Render every entry below as a numbered list, leaving out blank lines.
=======
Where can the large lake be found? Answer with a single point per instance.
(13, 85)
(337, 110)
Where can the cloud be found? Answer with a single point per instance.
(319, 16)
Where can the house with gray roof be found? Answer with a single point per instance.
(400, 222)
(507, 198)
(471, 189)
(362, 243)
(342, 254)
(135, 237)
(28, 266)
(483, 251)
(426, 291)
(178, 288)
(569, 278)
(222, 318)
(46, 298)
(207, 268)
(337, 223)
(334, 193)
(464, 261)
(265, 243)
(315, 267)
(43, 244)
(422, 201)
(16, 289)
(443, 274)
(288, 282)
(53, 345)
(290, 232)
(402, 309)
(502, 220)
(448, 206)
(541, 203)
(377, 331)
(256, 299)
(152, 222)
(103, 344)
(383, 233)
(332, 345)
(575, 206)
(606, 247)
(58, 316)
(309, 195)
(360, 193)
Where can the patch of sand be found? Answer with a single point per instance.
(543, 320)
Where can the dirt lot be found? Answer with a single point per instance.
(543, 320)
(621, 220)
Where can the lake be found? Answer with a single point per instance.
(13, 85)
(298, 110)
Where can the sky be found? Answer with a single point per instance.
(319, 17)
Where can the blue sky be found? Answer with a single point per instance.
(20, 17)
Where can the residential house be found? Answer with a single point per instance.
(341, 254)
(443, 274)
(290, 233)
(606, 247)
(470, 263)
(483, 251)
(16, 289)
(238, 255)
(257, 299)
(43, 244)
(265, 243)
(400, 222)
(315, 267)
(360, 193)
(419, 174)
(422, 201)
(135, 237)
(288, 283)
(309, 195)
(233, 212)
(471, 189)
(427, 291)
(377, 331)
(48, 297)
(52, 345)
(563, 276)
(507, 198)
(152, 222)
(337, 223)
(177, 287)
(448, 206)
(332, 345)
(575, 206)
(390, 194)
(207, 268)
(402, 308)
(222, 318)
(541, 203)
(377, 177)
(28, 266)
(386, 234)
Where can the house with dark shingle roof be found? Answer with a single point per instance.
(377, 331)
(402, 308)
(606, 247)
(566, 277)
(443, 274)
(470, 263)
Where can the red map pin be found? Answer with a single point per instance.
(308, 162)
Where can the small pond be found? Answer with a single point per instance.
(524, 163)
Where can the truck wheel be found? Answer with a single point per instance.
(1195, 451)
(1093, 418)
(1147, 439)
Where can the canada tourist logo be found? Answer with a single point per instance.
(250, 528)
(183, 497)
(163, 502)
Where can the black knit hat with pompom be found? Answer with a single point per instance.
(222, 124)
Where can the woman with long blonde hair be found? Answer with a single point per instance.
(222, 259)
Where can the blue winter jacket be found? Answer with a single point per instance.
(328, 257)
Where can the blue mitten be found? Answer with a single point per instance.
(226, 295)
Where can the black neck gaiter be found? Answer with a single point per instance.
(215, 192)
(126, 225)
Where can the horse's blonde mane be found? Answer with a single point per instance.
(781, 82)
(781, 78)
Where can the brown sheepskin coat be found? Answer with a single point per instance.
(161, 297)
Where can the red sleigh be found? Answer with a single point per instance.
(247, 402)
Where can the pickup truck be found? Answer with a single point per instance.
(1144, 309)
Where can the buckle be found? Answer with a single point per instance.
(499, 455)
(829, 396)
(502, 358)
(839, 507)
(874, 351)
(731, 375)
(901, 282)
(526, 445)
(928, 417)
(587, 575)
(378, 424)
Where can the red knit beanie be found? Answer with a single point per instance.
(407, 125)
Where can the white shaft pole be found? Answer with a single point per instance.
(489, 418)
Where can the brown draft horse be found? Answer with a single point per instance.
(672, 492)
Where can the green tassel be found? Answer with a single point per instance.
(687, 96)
=======
▸ **Reply to the task**
1. Where can the large lake be found? Answer with a single point per instance.
2. (13, 85)
3. (337, 110)
4. Where can the cloud be found? Answer with a single point per instance.
5. (319, 16)
6. Where can the house with gray roof be found? Answer with a single point per instance.
7. (400, 222)
8. (507, 198)
9. (471, 189)
10. (362, 243)
11. (342, 254)
12. (135, 237)
13. (28, 266)
14. (483, 251)
15. (426, 291)
16. (178, 288)
17. (569, 278)
18. (222, 318)
19. (46, 298)
20. (207, 268)
21. (337, 223)
22. (334, 193)
23. (464, 261)
24. (265, 243)
25. (315, 267)
26. (43, 244)
27. (422, 201)
28. (16, 289)
29. (443, 274)
30. (288, 282)
31. (53, 345)
32. (290, 232)
33. (402, 309)
34. (502, 220)
35. (448, 206)
36. (541, 203)
37. (377, 331)
38. (256, 299)
39. (152, 222)
40. (103, 344)
41. (383, 233)
42. (332, 345)
43. (575, 206)
44. (606, 247)
45. (58, 316)
46. (309, 195)
47. (360, 193)
48. Where can the patch of sand be found? Answer with a single point per instance.
49. (543, 320)
50. Where can the dirt lot be found? Answer with a single point per instance.
51. (543, 320)
52. (621, 220)
53. Where can the lake be found? Answer with a single point per instance.
54. (13, 85)
55. (298, 110)
56. Where can the sky be found? Answer with a single point per instance.
57. (319, 17)
58. Where can the blue sky be found? Answer with a single point per instance.
59. (20, 17)
60. Where can the residential house be found? Answer with a single point per instance.
61. (341, 254)
62. (443, 274)
63. (290, 233)
64. (606, 247)
65. (470, 263)
66. (483, 251)
67. (16, 289)
68. (238, 255)
69. (257, 299)
70. (43, 244)
71. (265, 243)
72. (400, 222)
73. (315, 267)
74. (360, 193)
75. (419, 174)
76. (422, 201)
77. (135, 237)
78. (288, 283)
79. (309, 195)
80. (233, 212)
81. (471, 189)
82. (427, 291)
83. (377, 331)
84. (48, 297)
85. (52, 345)
86. (563, 276)
87. (507, 198)
88. (152, 222)
89. (337, 223)
90. (177, 287)
91. (448, 206)
92. (332, 345)
93. (575, 206)
94. (390, 194)
95. (207, 268)
96. (402, 308)
97. (222, 318)
98. (541, 203)
99. (377, 177)
100. (28, 266)
101. (386, 234)
102. Where can the house with dark shingle roof be found? Answer with a single point per instance.
103. (377, 331)
104. (402, 308)
105. (606, 247)
106. (566, 277)
107. (443, 274)
108. (470, 263)
109. Where can the red map pin be found? Answer with a single point per instance.
110. (308, 162)
111. Where can the small pond be found? Answer with a single point per instance.
112. (524, 163)
113. Where can the truck wheel be found? Answer with a single point per instance.
114. (1195, 451)
115. (1093, 418)
116. (1147, 439)
117. Where can the canada tourist logo be found? Answer with a single point per instance.
118. (250, 528)
119. (183, 497)
120. (163, 502)
121. Where can the black knit hat with pompom be found? Answer with a single point per instance.
122. (222, 124)
123. Where can the woman with long blonde hair be found? Answer with a single point per instance.
124. (222, 259)
125. Where can the blue winter jacket be found? Answer with a single point per instance.
126. (328, 257)
127. Where can the blue mitten be found? Answer with a single point per instance.
128. (226, 295)
129. Where can the black neck gaiter be found? Answer with a single point per instance.
130. (215, 192)
131. (126, 225)
132. Where can the horse's blonde mane be found? Answer with a single point per instance.
133. (781, 82)
134. (781, 78)
135. Where can the brown sheepskin coat be found? Answer with a single point per instance.
136. (161, 297)
137. Where can the red sleigh be found? Answer with a single point per instance.
138. (247, 402)
139. Where can the pickup truck be found? Answer with a single point per instance.
140. (1144, 309)
141. Where can the buckle be found? Answer with a single point per instance.
142. (499, 455)
143. (829, 396)
144. (502, 358)
145. (839, 507)
146. (874, 351)
147. (731, 375)
148. (901, 282)
149. (526, 445)
150. (928, 417)
151. (587, 575)
152. (378, 424)
153. Where can the red knit beanie be found? Answer with a single point per instance.
154. (407, 125)
155. Where can the white shaft pole be found? Answer with a single point per instance.
156. (489, 418)
157. Where can the brown draft horse be found? Answer with a single point per instance.
158. (672, 492)
159. Where can the green tassel be found? Answer with a single point per instance.
160. (687, 96)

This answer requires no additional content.